● **SELECTED TEXT**:
--------------------------------

# Pet Vs Glass Bottles



## skb (12/1/08)

After some advise from *Fatgodzilla *I am going to stick aside some of my normal keg beer at the end of fermentation in bottles, as I like to take home brew to parties etcetc. And getting it from the keg to a bottle is too painfull. 

I am planning to use the cooper PET bottles instead of glass as on face value looks a lot easier as I don;t need a capper etc etc and it is a low volume and not very frequent. I looked around the site to see the for and against plastic/PET vs Glass bottles and could not find anything... whats the view out their.


----------



## Adamt (12/1/08)

All in the wiki......

Link


----------



## skb (12/1/08)

Thanks that was exactly what I was looking for !!!


----------



## SpillsMostOfIt (12/1/08)

I used PET solely for a while thinking that glass was a pain. I now use both as they both have ups and downs.

My biggest concern right now (apart from losing a slab of Grolsch swingtops in a horrible cat-feeding accident) is that the Coopers PET bottles don't seem to like the push-pump spray bottle washer thingy that many HBSs seem to sell. I've broken the necks of about four or five of the bastards on this thing since I got it. Prior to buying it, I would use a spray bottle.

Theoretically, if all else is equal, you might get more shelf life out of glass. You could sit on the fence and use Grolsch bottles...

--------------------------------

● **RECORD SET**:
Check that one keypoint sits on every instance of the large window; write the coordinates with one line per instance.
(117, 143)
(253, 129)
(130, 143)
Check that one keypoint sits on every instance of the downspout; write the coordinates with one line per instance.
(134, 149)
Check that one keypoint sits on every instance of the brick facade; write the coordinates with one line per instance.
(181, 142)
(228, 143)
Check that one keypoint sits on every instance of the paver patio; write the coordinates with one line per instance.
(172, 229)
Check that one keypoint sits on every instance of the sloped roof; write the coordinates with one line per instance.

--------------------------------

● **EXERCISE REQUIREMENTS**:
• 1. Answer these about the thread on PET versus glass bottles:
(a) What does skb find too painful?
(b) What did SpillsMostOfIt lose in a cat-feeding accident?
(c) About how many Coopers PET bottle necks has SpillsMostOfIt broken on the push-pump washer?
• 2. Please carry the thread on PET versus glass bottles forward from its last post.
The items stand apart from the text and from what is asked here.

● **ANSWERS BELOW**:
• 1.
(a) Getting beer from the keg to a bottle.
(b) A slab of Grolsch swingtops.
(c) About four or five.

• 2.
----------



## Fatgodzilla (12/1/08)

SpillsMostOfIt said:


> I used PET solely for a while thinking that glass was a pain. I now use both as they both have ups and downs.
> 
> My biggest concern right now (apart from losing a slab of Grolsch swingtops in a horrible cat-feeding accident) is that the Coopers PET bottles don't seem to like the push-pump spray bottle washer thingy that many HBSs seem to sell. I've broken the necks of about four or five of the bastards on this thing since I got it. Prior to buying it, I would use a spray bottle.
> 
> Theoretically, if all else is equal, you might get more shelf life out of glass. You could sit on the fence and use Grolsch bottles...




Use both. Put cheap kit beer in the plastic for the homebrand swillers and glass for my beer. Main thing I dislike about the PETs is they fall over too easy - the four corner thingy doesn't sit well on my beer fridge grated shelf.

One more bit of useless trivia - the bottle I use depends on where I'm going and whether the bottle comes back to me. I always have a batch on hand of 330ml / 375 ml stubbies knowing I won't bring those bottles home again. Takes some time but cheaper than buying takeaway. Otherwise, use 750 ml screwtops and don't mind if I leave them behind, but usually will. 

Have used things like soft drink bottles, but really - just because I am cheap doesn't mean I need to look cheap, now eh!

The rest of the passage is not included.